Your objective:
Extract everything in the records below from the line containing "walking and put a dot on each instance?" down to the final line, reproducing each line verbatim and including both ends.

Excerpted data:
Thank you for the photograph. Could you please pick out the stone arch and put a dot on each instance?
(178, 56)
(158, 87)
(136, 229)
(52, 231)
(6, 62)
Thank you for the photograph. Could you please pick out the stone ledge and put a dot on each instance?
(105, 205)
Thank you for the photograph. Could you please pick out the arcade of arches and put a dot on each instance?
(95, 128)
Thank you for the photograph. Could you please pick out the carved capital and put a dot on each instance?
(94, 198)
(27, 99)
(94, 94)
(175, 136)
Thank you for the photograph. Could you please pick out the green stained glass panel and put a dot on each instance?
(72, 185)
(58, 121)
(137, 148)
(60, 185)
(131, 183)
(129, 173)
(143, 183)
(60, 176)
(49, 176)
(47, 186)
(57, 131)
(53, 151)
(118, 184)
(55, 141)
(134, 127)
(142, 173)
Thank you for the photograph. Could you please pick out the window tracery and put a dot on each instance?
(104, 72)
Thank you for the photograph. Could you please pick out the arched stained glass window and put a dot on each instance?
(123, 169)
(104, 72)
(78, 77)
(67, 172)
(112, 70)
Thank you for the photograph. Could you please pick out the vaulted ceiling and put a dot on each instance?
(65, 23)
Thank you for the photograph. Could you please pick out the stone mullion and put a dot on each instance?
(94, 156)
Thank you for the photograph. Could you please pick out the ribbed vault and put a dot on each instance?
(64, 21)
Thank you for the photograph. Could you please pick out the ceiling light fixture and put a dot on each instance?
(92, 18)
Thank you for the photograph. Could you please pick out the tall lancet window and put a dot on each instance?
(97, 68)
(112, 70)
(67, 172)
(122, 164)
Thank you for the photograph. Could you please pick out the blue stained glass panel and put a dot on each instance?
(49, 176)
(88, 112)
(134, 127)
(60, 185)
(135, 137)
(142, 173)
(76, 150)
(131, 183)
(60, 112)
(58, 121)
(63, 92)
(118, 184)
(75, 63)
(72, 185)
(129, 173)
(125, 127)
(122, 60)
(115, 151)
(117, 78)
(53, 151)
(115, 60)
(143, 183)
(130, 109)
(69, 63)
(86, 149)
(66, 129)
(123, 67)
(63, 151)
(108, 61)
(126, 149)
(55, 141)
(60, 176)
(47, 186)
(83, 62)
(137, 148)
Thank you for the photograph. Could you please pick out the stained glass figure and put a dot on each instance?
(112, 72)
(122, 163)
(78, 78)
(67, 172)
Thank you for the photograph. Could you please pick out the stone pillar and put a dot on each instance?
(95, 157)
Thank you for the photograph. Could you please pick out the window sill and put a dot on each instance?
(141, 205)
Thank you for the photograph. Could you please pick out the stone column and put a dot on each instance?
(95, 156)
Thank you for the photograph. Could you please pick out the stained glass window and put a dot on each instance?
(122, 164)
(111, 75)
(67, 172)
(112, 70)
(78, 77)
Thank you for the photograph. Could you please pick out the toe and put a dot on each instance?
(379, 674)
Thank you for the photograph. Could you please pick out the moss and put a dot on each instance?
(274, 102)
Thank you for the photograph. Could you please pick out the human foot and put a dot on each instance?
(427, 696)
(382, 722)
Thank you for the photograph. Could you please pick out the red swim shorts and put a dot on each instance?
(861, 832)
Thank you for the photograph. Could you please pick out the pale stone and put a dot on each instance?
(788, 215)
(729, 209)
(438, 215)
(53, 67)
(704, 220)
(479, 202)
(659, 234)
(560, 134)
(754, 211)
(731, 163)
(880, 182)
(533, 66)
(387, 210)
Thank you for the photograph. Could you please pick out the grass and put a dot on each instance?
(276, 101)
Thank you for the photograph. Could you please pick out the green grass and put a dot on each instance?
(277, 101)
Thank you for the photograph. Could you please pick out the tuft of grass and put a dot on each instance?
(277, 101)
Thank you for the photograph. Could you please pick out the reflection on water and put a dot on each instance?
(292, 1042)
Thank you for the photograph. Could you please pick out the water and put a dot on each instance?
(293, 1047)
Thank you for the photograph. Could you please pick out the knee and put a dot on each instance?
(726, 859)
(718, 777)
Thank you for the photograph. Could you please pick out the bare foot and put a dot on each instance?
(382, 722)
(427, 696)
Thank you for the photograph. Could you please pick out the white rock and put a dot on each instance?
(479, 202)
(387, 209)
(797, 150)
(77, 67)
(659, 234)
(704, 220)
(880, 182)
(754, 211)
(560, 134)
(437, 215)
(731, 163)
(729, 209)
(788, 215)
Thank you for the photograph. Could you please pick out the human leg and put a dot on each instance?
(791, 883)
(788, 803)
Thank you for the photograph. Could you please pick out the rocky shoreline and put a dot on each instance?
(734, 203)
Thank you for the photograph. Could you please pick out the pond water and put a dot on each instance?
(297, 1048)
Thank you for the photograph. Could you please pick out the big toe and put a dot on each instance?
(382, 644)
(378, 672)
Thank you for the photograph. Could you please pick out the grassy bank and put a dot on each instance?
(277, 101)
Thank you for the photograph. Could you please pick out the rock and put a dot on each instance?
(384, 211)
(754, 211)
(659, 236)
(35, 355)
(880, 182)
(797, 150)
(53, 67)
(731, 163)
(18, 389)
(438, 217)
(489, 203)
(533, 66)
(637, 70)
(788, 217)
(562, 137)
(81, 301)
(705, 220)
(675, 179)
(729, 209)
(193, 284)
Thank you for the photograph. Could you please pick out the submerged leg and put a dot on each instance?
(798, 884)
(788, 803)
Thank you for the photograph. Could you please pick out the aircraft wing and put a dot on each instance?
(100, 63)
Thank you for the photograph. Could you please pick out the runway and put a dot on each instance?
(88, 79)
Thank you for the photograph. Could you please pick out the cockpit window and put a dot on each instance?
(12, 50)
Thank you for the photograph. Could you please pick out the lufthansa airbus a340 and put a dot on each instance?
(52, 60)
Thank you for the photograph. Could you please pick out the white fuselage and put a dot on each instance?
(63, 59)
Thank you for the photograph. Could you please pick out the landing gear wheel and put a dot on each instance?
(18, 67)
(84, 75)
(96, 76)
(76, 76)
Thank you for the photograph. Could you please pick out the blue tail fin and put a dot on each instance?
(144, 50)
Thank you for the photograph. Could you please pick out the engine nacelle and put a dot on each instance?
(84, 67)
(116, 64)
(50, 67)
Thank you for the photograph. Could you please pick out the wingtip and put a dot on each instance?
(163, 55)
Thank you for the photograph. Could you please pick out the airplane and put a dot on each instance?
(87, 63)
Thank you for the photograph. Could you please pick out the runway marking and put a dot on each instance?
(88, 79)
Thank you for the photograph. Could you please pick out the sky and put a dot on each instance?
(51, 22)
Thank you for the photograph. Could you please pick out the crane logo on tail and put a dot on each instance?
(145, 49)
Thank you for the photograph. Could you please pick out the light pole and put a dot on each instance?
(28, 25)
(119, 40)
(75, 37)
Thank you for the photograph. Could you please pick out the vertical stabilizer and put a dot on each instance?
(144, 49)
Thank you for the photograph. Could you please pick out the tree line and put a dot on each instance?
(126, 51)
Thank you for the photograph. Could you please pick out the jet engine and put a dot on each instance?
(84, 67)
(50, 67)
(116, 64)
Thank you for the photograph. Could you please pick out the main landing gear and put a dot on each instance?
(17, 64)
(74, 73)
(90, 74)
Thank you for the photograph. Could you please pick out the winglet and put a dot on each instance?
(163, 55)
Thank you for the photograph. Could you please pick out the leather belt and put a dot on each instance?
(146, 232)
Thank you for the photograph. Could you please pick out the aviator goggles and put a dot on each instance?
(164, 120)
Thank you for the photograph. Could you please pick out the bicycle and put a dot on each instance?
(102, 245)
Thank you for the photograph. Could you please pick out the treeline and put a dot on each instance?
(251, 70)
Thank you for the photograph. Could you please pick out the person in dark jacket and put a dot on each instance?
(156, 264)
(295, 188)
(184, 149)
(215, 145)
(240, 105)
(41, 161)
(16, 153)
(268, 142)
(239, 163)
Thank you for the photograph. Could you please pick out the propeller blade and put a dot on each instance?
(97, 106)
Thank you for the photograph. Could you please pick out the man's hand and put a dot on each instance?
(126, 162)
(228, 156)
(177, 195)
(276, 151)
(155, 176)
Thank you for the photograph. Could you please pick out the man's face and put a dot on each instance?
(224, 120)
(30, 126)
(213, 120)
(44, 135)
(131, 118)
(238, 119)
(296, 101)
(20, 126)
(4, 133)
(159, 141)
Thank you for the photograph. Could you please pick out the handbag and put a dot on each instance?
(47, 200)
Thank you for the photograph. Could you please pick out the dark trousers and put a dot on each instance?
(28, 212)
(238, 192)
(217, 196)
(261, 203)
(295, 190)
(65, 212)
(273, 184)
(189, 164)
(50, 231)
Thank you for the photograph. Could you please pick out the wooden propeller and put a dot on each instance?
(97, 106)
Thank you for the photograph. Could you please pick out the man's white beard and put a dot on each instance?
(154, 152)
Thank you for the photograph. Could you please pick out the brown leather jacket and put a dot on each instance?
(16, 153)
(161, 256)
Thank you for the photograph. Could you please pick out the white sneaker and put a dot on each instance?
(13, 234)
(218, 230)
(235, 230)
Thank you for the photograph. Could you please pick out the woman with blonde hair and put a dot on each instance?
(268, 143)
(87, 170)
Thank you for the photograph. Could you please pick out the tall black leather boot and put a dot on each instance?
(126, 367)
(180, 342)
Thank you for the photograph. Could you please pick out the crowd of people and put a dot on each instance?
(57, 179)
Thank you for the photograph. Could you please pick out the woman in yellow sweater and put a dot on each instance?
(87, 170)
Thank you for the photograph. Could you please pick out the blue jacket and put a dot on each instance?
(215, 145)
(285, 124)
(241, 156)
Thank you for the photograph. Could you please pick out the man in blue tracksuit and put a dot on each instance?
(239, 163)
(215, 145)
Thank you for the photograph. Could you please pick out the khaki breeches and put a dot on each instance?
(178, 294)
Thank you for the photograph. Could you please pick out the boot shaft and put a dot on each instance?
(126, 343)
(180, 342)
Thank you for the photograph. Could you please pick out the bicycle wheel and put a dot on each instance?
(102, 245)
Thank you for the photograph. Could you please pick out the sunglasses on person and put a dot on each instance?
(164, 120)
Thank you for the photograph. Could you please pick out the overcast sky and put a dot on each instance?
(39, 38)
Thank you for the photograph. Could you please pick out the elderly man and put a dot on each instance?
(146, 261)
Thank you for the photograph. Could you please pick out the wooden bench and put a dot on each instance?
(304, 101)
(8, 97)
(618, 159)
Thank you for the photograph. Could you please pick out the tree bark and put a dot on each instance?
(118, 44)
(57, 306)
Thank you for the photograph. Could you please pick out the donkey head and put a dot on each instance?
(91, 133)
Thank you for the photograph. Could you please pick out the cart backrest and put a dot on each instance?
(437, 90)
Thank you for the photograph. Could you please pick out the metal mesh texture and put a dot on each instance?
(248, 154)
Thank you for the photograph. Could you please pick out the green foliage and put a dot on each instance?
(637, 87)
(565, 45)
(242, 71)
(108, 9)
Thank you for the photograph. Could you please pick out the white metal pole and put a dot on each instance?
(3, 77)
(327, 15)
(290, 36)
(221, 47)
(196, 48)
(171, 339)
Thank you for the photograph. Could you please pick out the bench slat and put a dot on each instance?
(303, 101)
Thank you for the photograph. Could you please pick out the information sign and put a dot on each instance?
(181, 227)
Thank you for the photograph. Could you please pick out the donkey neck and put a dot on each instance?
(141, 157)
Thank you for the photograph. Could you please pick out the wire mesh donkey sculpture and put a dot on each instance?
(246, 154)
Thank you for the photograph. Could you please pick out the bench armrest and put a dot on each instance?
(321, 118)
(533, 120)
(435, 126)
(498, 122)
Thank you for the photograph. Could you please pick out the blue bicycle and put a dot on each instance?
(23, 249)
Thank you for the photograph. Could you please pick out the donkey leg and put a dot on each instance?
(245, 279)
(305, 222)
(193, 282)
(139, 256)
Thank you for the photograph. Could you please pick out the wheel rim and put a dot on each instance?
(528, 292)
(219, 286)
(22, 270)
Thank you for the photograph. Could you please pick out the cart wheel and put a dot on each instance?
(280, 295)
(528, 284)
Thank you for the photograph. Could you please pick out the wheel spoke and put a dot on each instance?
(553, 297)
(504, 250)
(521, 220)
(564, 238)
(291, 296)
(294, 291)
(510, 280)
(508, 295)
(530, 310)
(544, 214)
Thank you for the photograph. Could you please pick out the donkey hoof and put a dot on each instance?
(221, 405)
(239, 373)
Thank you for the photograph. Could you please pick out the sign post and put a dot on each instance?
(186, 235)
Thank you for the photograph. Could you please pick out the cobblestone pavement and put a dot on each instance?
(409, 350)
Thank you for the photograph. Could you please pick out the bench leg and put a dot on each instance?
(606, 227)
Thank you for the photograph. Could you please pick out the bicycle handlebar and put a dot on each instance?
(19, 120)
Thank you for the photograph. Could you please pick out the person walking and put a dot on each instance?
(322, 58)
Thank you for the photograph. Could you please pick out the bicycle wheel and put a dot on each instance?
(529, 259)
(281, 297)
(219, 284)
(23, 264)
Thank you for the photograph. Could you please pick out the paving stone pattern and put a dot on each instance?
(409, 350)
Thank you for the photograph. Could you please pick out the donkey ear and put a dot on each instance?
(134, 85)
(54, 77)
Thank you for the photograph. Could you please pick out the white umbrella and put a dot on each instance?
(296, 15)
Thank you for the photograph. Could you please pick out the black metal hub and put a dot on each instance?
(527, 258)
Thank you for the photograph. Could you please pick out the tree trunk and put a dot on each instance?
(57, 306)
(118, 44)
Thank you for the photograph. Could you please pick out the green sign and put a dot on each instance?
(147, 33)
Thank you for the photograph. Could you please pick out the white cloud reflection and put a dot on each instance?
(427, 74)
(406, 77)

Worked answer:
Thank you for the photograph. Could you please pick out the person walking and put a dot on each instance?
(322, 58)
Thank you for the photograph. Could you please pick out the bicycle wheel and put a dot on each instance?
(529, 259)
(281, 297)
(219, 284)
(23, 264)
Thank you for the photograph. Could you please pick out the paving stone pattern and put a dot on each instance?
(409, 350)
Thank you for the photograph. Could you please pick out the donkey ear and put a dot on each instance?
(134, 85)
(54, 77)
Thank you for the photograph. Could you please pick out the white umbrella and put a dot on each instance?
(296, 15)
Thank you for the photograph. Could you please pick out the black metal hub and put a dot on each instance?
(527, 258)
Thank you for the photograph. Could you please pick out the tree trunk and put a dot on each instance?
(57, 306)
(118, 44)
Thank you for the photograph. Could you please pick out the green sign and put a dot on each instance?
(147, 33)
Thank you for the photograph. Could you please pick out the white cloud reflection and put a dot on each instance?
(427, 74)
(406, 77)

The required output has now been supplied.